Source document:
>>>
There are no major amendments or changes relating to direct or indirect tax affecting the financial services industry. The overall increase in corporate tax rates would apply to this industry too. The changes that have a bearing on this industry are:
Provision of bad and doubtful debt for the banking industry is allowed under Section 36(1)(viia) subject to 7 1/2 per cent of total income and not exceeding 10 per cent of the aggregate advances made by the rural branches.
One of the players left out for the deduction is scheduled co-operative banks that are also not entitled to Section 80P of the Income-Tax Act (the Act) which was withdrawn. By the amendment effective assessment year 2007-2008, they will now be part of the benefit more so since they are not entitled to Section 80P of the Act. Correspondingly, the benefit of Section 43D taxing income on sticky advances on receipt basis will also be available to scheduled cooperative banks.
Long-term finance for industrial and agricultural development and housing finance companies are entitled to deduction under Section 36(1)(viii) of the Act. This deduction is now reduced from 40 per cent to 20 per cent of the profits of the business subject to an overall limit of twice the paid-up capital and reserves.
While the amendment provides for claiming the uncovered balance in the succeeding years, there would be an immediate outflow of tax arising from the lower deduction.
Secondly, the definition of financial entities has been expanded to include co-operative banks providing long-term finance for industrial purposes. Housing finance companies would definitely feel the heat of larger tax outflow on profits.
Medical insurance premium is subject to deduction under Section 80D up to Rs10,000. There are practical problems where payments are made through credit card or any other form.
This hurdle has been overcome and the proposed amendment makes it clear that except for cash payments, all other mode of payments would be entitled for the deduction. The monetary limit for has been raised to Rs 15,000 and in the of a case of senior citizens to Rs 20,000.
The leasing industry had been clamouring for withdrawal of TDS (tax deducted at source) on lease rentals for use of plant and machinery. Section 194I of the Act requires 20 per cent TDS on lease rentals payable by corporates to leasing companies. The margin on a leasing transaction at the maximum is 2 per cent. The only concession shown in the Finance Bill 2007-08 is that the TDS rate has been reduced for leasing of plant and machinery from 15 per cent to 10 per cent.
<<<
Your tasks:
[a] Reproduce the passage on tax changes for financial services word for word, beginning at the words "Long-term finance for industrial and" and stopping after the words "the lower deduction.".
[b] In the passage on tax changes for financial services, how has the deduction under Section 36(1)(viii) of the Act changed?

Material provided:
>>>
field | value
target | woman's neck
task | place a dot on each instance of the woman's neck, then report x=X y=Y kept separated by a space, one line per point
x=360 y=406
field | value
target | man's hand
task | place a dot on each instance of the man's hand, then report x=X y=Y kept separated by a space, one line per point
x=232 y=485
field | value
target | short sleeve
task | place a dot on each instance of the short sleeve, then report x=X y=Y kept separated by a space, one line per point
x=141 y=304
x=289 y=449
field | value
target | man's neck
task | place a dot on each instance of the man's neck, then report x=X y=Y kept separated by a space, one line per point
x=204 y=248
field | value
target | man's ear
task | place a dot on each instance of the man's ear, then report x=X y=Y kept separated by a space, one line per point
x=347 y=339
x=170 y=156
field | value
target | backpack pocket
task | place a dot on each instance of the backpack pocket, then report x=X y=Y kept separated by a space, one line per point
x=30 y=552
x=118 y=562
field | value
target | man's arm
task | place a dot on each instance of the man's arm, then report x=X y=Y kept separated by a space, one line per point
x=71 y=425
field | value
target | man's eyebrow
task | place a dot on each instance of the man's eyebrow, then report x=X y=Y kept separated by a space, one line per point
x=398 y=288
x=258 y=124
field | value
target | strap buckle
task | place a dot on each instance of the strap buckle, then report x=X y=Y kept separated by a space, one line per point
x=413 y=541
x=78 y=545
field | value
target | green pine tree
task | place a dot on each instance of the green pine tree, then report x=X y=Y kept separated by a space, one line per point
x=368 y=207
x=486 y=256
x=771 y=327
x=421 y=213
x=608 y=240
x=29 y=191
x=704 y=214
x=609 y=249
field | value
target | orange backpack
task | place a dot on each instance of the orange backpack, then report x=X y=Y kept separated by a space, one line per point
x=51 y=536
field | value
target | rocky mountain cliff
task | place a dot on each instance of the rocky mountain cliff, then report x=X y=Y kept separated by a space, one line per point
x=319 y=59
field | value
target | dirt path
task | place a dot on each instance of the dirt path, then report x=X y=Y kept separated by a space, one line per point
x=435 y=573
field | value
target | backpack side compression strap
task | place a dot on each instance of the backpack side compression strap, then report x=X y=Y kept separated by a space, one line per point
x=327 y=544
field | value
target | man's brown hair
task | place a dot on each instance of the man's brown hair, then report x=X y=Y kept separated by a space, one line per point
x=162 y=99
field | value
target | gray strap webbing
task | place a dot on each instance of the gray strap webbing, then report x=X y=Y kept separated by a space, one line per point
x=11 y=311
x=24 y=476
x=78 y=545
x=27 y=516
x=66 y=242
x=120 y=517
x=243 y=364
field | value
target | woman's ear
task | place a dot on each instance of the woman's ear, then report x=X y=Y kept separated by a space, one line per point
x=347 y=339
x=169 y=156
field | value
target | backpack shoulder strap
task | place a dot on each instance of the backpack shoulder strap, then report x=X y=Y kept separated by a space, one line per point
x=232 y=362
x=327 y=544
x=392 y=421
<<<
>>>
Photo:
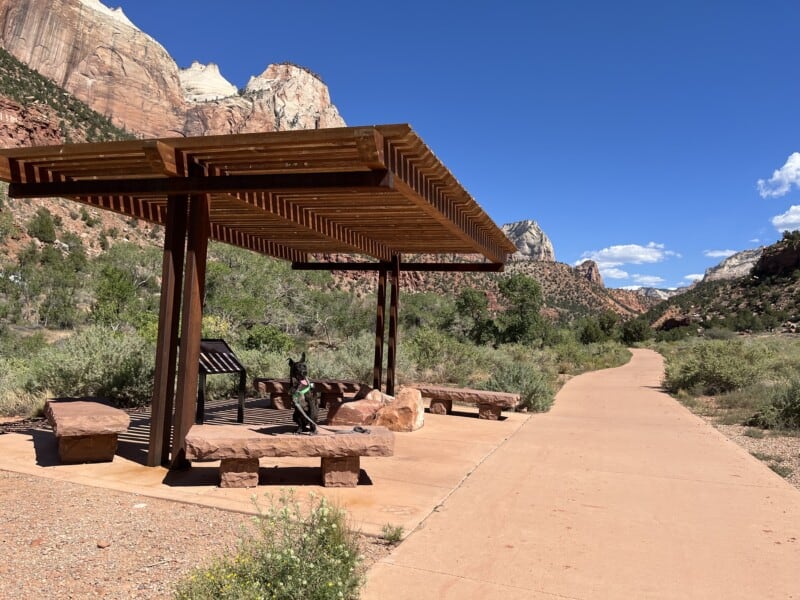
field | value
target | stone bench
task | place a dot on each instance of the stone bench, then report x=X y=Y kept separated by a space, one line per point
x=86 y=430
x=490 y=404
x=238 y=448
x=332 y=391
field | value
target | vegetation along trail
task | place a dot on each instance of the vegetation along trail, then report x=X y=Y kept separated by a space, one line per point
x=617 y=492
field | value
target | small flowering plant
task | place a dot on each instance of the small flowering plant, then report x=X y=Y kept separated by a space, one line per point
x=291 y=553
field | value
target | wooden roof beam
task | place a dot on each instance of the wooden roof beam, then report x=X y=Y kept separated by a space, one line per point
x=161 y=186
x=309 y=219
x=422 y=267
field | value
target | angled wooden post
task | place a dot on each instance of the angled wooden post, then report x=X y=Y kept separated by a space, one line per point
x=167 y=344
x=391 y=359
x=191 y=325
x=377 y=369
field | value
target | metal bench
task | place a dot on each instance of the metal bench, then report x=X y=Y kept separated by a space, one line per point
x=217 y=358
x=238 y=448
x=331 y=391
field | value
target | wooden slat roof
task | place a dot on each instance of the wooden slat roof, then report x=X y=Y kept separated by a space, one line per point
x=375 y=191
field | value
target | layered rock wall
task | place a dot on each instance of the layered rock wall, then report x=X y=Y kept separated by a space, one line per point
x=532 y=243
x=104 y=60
<<<
Answers by item number:
[a]
Long-term finance for industrial and agricultural development and housing finance companies are entitled to deduction under Section 36(1)(viii) of the Act. This deduction is now reduced from 40 per cent to 20 per cent of the profits of the business subject to an overall limit of twice the paid-up capital and reserves.
While the amendment provides for claiming the uncovered balance in the succeeding years, there would be an immediate outflow of tax arising from the lower deduction.

[b] It has been reduced from 40 per cent to 20 per cent of the profits of the business.